-- Begin --

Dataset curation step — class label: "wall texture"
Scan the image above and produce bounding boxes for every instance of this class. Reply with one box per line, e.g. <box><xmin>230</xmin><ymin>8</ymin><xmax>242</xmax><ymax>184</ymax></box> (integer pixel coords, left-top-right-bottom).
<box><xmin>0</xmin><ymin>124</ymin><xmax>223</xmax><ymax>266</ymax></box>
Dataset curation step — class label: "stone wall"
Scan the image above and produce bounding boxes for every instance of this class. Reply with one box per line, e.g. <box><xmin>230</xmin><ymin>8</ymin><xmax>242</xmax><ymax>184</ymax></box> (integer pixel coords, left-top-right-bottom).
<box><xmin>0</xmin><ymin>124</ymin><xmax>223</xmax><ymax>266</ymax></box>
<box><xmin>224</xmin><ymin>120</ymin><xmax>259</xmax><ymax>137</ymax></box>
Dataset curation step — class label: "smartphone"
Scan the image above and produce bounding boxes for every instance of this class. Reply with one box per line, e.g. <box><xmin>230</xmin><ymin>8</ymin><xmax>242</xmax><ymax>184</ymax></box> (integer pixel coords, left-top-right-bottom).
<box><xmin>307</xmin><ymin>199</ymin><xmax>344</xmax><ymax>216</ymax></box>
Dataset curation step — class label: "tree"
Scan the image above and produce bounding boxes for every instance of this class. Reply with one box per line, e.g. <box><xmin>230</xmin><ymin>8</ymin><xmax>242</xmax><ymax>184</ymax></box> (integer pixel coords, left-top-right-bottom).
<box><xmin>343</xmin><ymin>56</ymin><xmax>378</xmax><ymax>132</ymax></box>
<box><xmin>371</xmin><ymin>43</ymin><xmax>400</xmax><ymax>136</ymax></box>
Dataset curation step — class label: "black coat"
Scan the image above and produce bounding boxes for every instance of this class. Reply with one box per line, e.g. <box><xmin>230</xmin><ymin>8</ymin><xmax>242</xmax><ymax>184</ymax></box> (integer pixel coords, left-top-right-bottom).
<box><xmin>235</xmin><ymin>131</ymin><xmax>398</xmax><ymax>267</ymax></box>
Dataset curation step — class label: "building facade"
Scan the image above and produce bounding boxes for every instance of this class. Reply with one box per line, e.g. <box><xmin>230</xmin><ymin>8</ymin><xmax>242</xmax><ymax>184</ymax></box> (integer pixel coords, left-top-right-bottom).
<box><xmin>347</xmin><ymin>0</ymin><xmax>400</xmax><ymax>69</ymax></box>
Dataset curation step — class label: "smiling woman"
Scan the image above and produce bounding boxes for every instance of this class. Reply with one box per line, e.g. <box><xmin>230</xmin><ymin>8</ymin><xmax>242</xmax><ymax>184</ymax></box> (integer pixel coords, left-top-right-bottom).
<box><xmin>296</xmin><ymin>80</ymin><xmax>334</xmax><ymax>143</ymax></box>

-- End --

» Objective
Copy out, in full, every line of the records above that contains the word "wall".

» Final result
Dataset curation step — class label: "wall texture"
Dataset curation step — class label: "stone wall"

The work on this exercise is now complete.